WORK INSTRUCTIONS
Retype the tail of the data exactly, starting at the line containing "Phrase: hill" and stopping at the last line.

SUPPLIED MATERIAL
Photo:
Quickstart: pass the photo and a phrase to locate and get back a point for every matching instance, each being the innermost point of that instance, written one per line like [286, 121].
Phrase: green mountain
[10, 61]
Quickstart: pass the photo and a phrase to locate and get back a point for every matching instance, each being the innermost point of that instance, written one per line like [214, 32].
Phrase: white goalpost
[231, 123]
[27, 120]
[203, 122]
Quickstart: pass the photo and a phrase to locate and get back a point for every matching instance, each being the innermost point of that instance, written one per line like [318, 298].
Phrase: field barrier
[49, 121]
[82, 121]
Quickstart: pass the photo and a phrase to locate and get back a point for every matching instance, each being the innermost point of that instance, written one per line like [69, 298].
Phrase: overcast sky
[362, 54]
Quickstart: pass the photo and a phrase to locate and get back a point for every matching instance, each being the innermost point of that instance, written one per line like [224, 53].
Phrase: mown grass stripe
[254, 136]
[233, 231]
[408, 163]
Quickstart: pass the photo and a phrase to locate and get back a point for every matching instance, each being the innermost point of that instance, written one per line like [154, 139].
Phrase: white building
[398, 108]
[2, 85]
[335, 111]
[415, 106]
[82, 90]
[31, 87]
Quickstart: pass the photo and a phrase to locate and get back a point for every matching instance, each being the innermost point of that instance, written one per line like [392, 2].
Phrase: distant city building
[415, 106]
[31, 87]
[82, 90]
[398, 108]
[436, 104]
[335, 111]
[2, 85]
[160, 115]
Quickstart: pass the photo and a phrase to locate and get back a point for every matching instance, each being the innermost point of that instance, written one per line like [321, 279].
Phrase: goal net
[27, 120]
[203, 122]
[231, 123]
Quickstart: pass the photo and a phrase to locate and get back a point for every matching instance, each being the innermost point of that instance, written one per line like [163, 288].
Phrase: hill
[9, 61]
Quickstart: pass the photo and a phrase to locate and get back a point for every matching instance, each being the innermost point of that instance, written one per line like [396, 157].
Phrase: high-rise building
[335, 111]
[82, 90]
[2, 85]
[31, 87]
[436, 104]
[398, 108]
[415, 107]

RESULT OF THE TASK
Phrase: hill
[9, 61]
Quickstart: pass the photo and a phrase to locate and get back a point for every matching instance, each being the innermost point of that instance, written one per line like [396, 157].
Phrase: high-rise building
[335, 111]
[82, 90]
[2, 85]
[31, 87]
[436, 104]
[398, 108]
[415, 107]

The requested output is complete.